Texto fornecido:
_ _ _

E, na seqüência dessa explicação, Morin nos responde o que vem a ser

um sistema complexo, e que para nós é perfeitamente adaptável ao sistema que

estamos tentando nos adaptar: “pode-se dizer que há complexidade onde quer

que eu produza um emaranhamento de ações, de interações, de retroações”.

Então faremos um exemplo prático desse emaranhamento.

Quando o designer cria aplicativos em hipermídia, ele pensa nas escolhas

que o usuário irá fazer? É bem provável, pois quando o profissional é solicitado a

produzir algum jogo ou software, por trás desta criação existe o consumidor deste

produto, mas prever é impossível, já que estamos tratando de um sistema

complexo, onde os caminhos dependem de fatores internos e externos. Um

exemplo bem simples é o da bexiga quando cheia de ar e solta no espaço sem

amarrar. É possível prever sua trajetória? O físico William Poundstone diz que

não, pois nesse caso, “estamos lidando com sistemas complexos caóticos, nos

quais o número de variáveis é imponderável e as condições iniciais

imensuráveis”. (Leão: 2001:57)

_ _ _

Dê seguimento ao texto sobre complexidade e criação em hipermídia, começando logo após a última frase apresentada.

Entradas listadas:
_ _ _

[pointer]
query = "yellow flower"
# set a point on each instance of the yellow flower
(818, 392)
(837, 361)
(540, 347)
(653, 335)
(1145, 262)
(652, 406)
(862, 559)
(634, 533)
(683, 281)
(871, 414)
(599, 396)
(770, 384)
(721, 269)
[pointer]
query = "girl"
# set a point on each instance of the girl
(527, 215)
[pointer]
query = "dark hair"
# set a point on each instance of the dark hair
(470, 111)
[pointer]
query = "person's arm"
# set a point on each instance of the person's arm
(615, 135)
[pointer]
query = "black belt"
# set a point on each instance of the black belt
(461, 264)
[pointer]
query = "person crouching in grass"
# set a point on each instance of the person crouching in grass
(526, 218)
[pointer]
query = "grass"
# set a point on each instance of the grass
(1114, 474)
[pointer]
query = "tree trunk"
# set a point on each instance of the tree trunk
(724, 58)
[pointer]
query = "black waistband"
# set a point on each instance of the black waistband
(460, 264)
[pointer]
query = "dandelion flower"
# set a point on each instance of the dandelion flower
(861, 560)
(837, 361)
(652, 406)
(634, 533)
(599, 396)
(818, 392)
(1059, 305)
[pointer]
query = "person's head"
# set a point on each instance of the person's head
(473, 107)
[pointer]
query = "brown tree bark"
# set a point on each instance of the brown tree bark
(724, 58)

_ _ _

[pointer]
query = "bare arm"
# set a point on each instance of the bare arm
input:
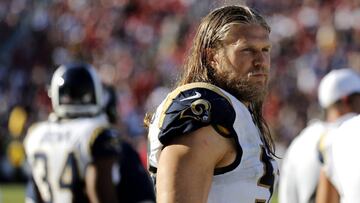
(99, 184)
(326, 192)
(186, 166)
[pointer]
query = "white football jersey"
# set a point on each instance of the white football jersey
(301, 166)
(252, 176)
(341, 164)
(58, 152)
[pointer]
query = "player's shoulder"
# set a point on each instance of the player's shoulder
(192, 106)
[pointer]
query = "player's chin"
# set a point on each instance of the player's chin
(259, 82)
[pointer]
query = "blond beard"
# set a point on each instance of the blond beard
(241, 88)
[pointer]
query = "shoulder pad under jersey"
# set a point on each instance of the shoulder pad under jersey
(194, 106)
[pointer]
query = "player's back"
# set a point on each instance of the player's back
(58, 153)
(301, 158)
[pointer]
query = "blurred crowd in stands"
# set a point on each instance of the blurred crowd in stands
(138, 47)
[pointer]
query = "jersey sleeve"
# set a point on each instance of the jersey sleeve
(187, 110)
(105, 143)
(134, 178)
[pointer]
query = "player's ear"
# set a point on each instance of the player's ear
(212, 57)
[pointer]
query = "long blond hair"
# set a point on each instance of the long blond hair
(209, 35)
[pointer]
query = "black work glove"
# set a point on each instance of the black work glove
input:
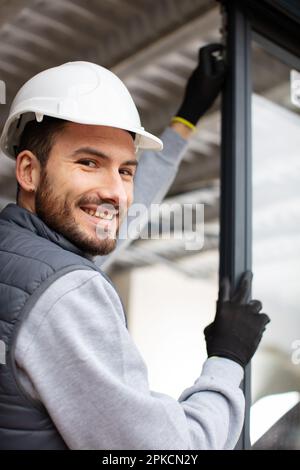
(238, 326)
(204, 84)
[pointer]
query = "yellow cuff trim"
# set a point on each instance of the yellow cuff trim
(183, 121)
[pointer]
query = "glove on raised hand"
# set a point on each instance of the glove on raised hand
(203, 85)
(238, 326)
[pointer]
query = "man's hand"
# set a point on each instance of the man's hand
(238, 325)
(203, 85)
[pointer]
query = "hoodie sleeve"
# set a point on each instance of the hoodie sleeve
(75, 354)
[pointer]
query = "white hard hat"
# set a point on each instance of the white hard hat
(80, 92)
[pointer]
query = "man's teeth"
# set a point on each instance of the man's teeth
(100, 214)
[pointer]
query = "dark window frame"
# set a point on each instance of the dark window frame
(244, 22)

_ _ _

Resposta escrita:
Então vejamos o que a autora Lucia Leão nos diz sobre a complexidade

dentro do mundo hipermidiático: “São tantos os fatores que interferem no

caminho a ser percorrido na Net, que pode-se afirmar que estamos também

diante de uma hipercomplexidade”. A autora nos mostra um caso hipotético de

um usuário que acaba de iniciar uma pesquisa nesse universo complexo e

caótico:

O usuário inicia sua pesquisa interessado em arte eletrônica.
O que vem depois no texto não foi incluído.